— Requirements —
Give a verbatim quotation of every record.

— Given records —
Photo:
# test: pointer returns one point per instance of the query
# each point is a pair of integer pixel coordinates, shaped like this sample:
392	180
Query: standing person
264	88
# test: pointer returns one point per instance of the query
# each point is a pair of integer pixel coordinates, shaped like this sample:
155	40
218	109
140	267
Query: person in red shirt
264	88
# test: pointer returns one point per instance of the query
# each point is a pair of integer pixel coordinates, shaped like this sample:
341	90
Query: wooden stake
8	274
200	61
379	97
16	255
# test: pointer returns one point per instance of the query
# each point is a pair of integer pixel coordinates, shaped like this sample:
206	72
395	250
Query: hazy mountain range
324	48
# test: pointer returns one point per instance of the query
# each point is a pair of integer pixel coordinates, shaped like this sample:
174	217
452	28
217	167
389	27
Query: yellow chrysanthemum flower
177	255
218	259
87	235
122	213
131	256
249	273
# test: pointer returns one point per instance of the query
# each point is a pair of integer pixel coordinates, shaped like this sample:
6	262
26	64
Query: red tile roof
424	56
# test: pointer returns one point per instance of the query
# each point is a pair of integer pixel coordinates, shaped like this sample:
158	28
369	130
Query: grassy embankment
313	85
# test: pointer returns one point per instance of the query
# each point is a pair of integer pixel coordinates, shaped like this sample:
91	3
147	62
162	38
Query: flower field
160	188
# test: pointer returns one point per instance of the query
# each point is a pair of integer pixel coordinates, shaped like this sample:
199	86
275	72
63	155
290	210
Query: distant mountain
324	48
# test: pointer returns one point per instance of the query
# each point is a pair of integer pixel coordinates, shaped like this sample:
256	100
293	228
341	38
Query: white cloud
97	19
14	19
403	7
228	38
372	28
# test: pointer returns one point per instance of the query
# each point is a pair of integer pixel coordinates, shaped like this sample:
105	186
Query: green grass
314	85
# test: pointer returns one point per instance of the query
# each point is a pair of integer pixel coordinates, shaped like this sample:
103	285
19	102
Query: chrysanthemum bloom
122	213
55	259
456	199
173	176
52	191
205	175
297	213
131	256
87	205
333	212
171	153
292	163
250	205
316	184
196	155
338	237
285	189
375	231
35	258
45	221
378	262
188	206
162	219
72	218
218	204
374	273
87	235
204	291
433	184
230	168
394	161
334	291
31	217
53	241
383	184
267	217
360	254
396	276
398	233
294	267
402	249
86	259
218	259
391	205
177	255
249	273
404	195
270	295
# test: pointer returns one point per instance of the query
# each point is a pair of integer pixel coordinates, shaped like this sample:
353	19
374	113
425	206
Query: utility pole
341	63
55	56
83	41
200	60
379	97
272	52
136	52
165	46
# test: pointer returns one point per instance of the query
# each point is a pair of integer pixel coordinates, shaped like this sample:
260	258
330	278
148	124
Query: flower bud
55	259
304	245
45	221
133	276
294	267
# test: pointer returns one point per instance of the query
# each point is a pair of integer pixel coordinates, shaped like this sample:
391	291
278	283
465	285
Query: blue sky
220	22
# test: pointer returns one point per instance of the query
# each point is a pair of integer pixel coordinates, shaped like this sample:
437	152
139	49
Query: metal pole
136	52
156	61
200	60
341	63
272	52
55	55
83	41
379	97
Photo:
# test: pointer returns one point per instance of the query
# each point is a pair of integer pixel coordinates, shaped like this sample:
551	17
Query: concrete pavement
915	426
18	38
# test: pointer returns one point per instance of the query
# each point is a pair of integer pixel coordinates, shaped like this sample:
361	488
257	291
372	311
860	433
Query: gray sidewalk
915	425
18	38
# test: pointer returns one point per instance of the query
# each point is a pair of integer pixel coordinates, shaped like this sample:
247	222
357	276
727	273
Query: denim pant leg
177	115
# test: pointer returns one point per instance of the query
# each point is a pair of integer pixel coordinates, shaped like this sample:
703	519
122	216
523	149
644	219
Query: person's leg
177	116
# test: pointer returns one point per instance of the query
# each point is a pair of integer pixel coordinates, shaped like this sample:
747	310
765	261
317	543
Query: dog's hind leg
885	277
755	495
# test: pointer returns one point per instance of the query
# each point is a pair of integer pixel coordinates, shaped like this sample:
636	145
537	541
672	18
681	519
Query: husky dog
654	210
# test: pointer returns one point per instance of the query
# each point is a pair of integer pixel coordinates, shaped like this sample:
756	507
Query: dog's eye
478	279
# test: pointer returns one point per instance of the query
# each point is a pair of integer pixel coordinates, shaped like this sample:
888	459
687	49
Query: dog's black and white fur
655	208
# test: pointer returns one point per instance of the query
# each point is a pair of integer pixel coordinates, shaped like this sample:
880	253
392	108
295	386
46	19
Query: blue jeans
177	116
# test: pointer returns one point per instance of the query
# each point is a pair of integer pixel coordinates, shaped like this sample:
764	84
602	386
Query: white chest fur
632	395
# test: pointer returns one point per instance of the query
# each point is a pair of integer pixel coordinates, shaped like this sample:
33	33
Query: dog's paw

— Answer for the task —
Photo:
# test: pointer returns one point per instance of the query
# each point is a pair of integer pixel coordinates, shaped like this sample:
392	180
Query: standing person
264	88
# test: pointer returns one point per instance of the query
# each point is a pair of integer pixel coordinates, shaped like this sample:
155	40
218	109
140	267
Query: person in red shirt
264	88
# test: pointer returns one point per instance of the query
# each point is a pair of integer pixel coordinates, shaped like this sample:
341	90
Query: wooden stake
8	274
200	61
379	97
16	255
# test: pointer returns one point per instance of the query
# each point is a pair of integer pixel coordinates, shaped like this sample:
206	72
395	250
Query: hazy mountain range
324	48
# test: pointer returns one point per instance of the query
# each point is a pair of integer pixel coordinates, shaped like this sample:
174	217
452	28
217	167
389	27
Query: yellow chrysanthemum flower
177	255
218	259
87	235
122	213
131	256
249	273
# test: pointer returns one point per instance of the query
# each point is a pair of integer pixel coordinates, shaped like this sample:
6	262
26	64
Query: red tile roof
424	56
# test: pointer returns one point per instance of the query
# each point is a pair of integer pixel coordinates, shaped like this sample:
158	28
369	130
Query: grassy embankment
313	85
# test: pointer returns one point per instance of the query
# each point is a pair of integer pixel coordinates, shaped like this sample:
91	3
147	62
162	38
Query: flower field
160	188
# test: pointer returns one point per instance of the query
# each point is a pair of integer pixel coordinates, shaped like this sample:
199	86
275	72
63	155
290	210
Query: distant mountain
324	48
# test: pointer returns one point per instance of the query
# each point is a pair of integer pixel coordinates, shaped like this sample:
256	100
293	228
341	38
Query: white cloud
97	19
14	19
403	7
228	38
372	28
# test: pointer returns one point per instance of the query
# each point is a pair of integer pixel coordinates, shaped like this sample:
105	186
Query: green grass
314	85
# test: pointer returns one point per instance of the query
# each point is a pair of integer pixel coordinates, shaped like this sample:
103	285
19	102
Query: chrysanthemum bloom
122	213
55	259
456	199
173	176
52	191
205	175
297	213
131	256
87	205
333	212
171	153
292	163
250	205
316	184
196	155
338	237
285	189
375	231
35	258
45	221
378	262
188	206
162	219
72	218
218	204
374	273
87	235
204	291
433	184
230	168
394	161
334	291
31	217
53	241
383	184
267	217
360	254
396	276
398	233
294	267
402	249
86	259
218	259
391	205
177	255
249	273
404	195
270	295
# test: pointer returns one point per instance of the query
# each point is a pair of integer pixel coordinates, shaped like this sample:
353	19
374	113
425	206
Query: utility pole
341	63
55	56
83	41
200	60
379	97
272	52
136	52
165	46
# test: pointer returns one point per instance of the query
# each point is a pair of integer pixel coordinates, shaped like this sample:
260	258
330	278
148	124
Query: flower bud
55	259
304	245
45	221
133	276
294	267
# test: pointer returns one point per instance of the query
# each point is a pair of integer pixel coordinates, shaped like this sample:
391	291
278	283
465	285
Query: blue sky
220	22
# test: pointer returns one point per instance of the query
# each point is a pair of integer pixel coordinates, shaped like this sample:
437	152
139	49
Query: metal pole
136	52
156	61
200	60
341	63
272	52
55	55
83	41
379	97
Photo:
# test: pointer returns one point per instance of the query
# each point is a pair of integer pixel coordinates, shaped like this sample:
551	17
Query: concrete pavement
915	426
18	38
# test: pointer returns one point per instance of the query
# each point is a pair of integer pixel coordinates, shaped like this sample:
361	488
257	291
372	311
860	433
Query: gray sidewalk
915	425
18	38
# test: pointer returns one point per instance of the query
# each point is a pair of integer pixel coordinates, shaped like this sample:
247	222
357	276
727	273
Query: denim pant leg
177	115
# test: pointer returns one point per instance of the query
# each point is a pair of integer pixel coordinates, shaped like this sample:
703	519
122	216
523	149
644	219
Query: person's leg
177	116
# test: pointer returns one point per instance of the query
# each point is a pair of integer pixel coordinates, shaped like this sample:
747	310
765	261
317	543
Query: dog's hind leg
885	277
755	495
# test: pointer returns one point per instance of the query
# each point is a pair of integer pixel coordinates, shaped like this sample:
636	145
537	541
672	18
681	519
Query: husky dog
654	210
# test: pointer returns one point per instance of the query
# each point is a pair of integer pixel coordinates, shaped like this sample:
756	507
Query: dog's eye
478	279
# test: pointer returns one point per instance of the query
# each point is a pair of integer pixel coordinates, shaped like this sample:
888	459
687	49
Query: dog's black and white fur
655	208
# test: pointer returns one point per instance of the query
# each point is a pair of integer pixel coordinates, shaped like this sample:
880	253
392	108
295	386
46	19
Query: blue jeans
177	116
# test: pointer returns one point per instance of the query
# each point is a pair of integer pixel coordinates, shaped like this sample:
764	84
602	386
Query: white chest fur
632	395
# test: pointer returns one point per instance of the query
# each point is a pair of integer pixel coordinates, shaped like this sample:
33	33
Query: dog's paw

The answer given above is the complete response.